How many lines of the records below contain the word "breaking"? Give only the number.

=== RECORD LIST ===

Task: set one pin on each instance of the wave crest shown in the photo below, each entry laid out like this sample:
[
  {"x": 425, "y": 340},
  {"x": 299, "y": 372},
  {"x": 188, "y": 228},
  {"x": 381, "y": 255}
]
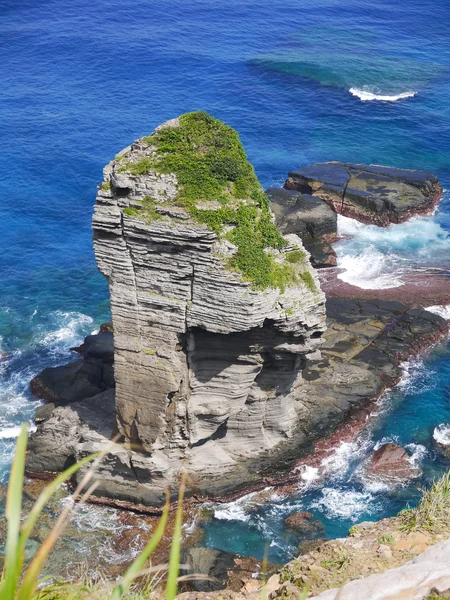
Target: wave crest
[{"x": 367, "y": 95}]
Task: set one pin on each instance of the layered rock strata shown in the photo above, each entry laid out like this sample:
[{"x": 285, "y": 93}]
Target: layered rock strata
[
  {"x": 361, "y": 354},
  {"x": 371, "y": 194},
  {"x": 208, "y": 360}
]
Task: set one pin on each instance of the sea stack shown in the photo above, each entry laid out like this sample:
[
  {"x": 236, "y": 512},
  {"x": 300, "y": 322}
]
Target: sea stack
[{"x": 215, "y": 316}]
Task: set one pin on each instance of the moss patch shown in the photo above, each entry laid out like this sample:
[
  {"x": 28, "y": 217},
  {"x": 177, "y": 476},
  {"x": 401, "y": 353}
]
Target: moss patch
[{"x": 210, "y": 164}]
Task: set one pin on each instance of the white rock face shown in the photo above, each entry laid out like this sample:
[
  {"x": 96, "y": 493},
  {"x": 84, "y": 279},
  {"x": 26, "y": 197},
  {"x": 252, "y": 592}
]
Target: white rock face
[{"x": 206, "y": 367}]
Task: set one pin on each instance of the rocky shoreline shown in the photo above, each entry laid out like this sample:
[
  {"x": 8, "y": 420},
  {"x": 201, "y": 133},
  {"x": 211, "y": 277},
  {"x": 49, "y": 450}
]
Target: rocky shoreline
[
  {"x": 245, "y": 380},
  {"x": 247, "y": 387}
]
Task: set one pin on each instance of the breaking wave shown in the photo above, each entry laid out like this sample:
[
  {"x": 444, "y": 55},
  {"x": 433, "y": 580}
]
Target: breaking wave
[
  {"x": 346, "y": 504},
  {"x": 441, "y": 434},
  {"x": 372, "y": 257},
  {"x": 365, "y": 94}
]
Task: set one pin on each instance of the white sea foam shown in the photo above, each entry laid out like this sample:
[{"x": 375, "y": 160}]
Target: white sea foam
[
  {"x": 418, "y": 453},
  {"x": 442, "y": 311},
  {"x": 308, "y": 473},
  {"x": 372, "y": 257},
  {"x": 345, "y": 504},
  {"x": 12, "y": 432},
  {"x": 235, "y": 511},
  {"x": 368, "y": 94},
  {"x": 70, "y": 329},
  {"x": 441, "y": 434}
]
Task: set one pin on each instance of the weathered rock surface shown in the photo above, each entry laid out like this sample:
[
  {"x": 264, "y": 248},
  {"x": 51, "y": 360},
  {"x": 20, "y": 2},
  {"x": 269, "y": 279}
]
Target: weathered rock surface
[
  {"x": 310, "y": 218},
  {"x": 207, "y": 368},
  {"x": 392, "y": 461},
  {"x": 362, "y": 348},
  {"x": 81, "y": 379},
  {"x": 369, "y": 193}
]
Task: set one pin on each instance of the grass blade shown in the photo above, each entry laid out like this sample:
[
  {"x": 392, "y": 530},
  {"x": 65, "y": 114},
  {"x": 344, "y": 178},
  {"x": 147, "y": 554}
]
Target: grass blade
[
  {"x": 136, "y": 567},
  {"x": 42, "y": 500},
  {"x": 175, "y": 550},
  {"x": 12, "y": 568},
  {"x": 30, "y": 580}
]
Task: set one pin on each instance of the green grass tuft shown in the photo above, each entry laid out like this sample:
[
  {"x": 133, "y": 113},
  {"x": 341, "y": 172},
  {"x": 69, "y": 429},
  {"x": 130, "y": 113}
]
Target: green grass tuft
[
  {"x": 386, "y": 539},
  {"x": 308, "y": 279},
  {"x": 433, "y": 512}
]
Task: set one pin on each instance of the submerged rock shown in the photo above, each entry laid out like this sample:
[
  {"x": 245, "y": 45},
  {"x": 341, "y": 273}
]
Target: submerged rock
[
  {"x": 392, "y": 461},
  {"x": 369, "y": 193},
  {"x": 304, "y": 523}
]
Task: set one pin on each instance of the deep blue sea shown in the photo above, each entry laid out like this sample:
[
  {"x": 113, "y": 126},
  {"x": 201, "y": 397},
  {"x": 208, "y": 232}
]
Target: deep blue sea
[{"x": 302, "y": 81}]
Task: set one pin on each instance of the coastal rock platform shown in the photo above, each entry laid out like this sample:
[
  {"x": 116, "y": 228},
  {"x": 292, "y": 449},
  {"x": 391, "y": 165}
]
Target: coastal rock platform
[{"x": 372, "y": 194}]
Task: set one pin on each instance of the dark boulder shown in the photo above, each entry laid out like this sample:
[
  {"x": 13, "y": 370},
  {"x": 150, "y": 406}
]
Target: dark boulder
[
  {"x": 84, "y": 378},
  {"x": 369, "y": 193},
  {"x": 391, "y": 460}
]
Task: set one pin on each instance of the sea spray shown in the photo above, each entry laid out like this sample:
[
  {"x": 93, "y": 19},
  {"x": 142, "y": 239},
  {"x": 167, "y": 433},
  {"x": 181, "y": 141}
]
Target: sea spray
[{"x": 366, "y": 94}]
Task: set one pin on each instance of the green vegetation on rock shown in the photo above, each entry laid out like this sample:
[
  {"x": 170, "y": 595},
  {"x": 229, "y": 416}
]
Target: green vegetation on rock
[
  {"x": 433, "y": 512},
  {"x": 210, "y": 164}
]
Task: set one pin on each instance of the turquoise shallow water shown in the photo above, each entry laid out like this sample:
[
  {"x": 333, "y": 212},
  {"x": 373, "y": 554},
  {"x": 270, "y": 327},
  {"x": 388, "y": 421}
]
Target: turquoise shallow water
[{"x": 81, "y": 80}]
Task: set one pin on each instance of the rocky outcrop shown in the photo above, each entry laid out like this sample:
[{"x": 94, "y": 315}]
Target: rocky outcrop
[
  {"x": 81, "y": 379},
  {"x": 215, "y": 317},
  {"x": 310, "y": 218},
  {"x": 371, "y": 194},
  {"x": 391, "y": 461}
]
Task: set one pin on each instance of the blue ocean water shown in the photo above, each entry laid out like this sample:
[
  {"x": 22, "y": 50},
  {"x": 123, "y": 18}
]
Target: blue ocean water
[{"x": 299, "y": 80}]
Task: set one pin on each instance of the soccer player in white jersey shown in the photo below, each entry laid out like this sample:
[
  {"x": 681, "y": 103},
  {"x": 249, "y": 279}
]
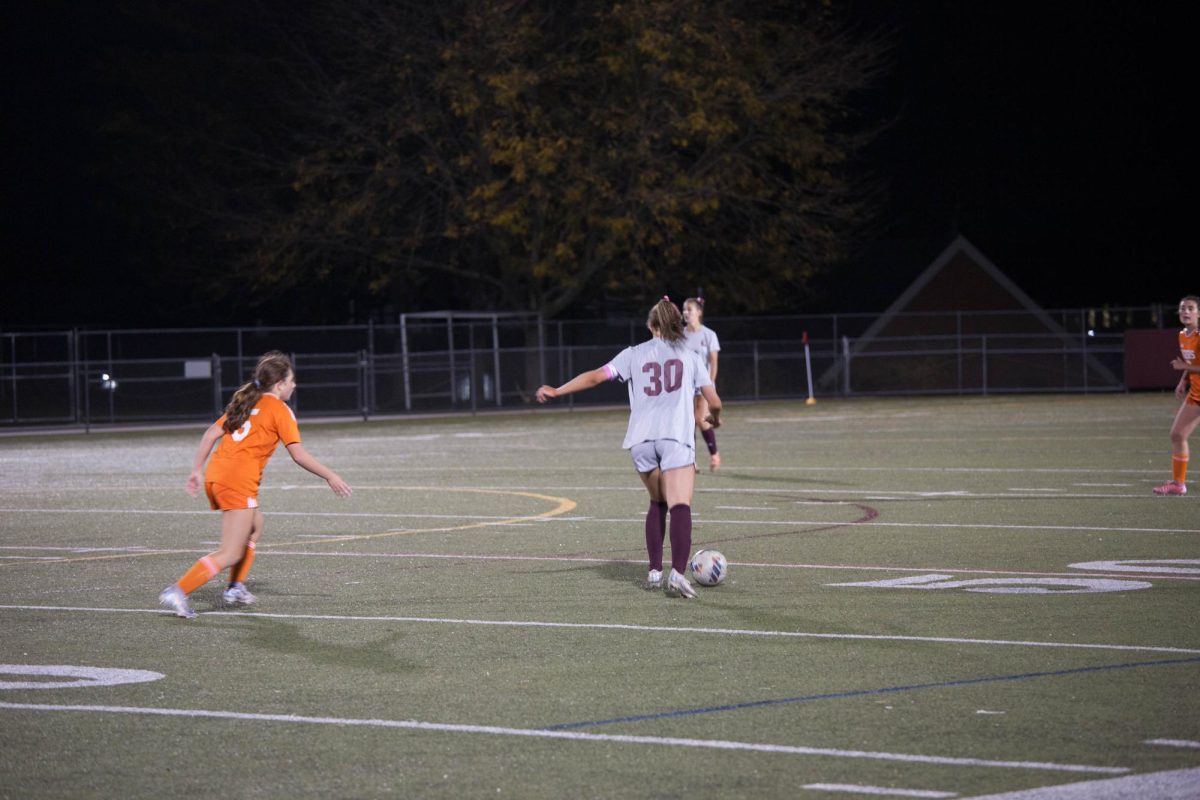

===

- RESULT OF THE EXERCISE
2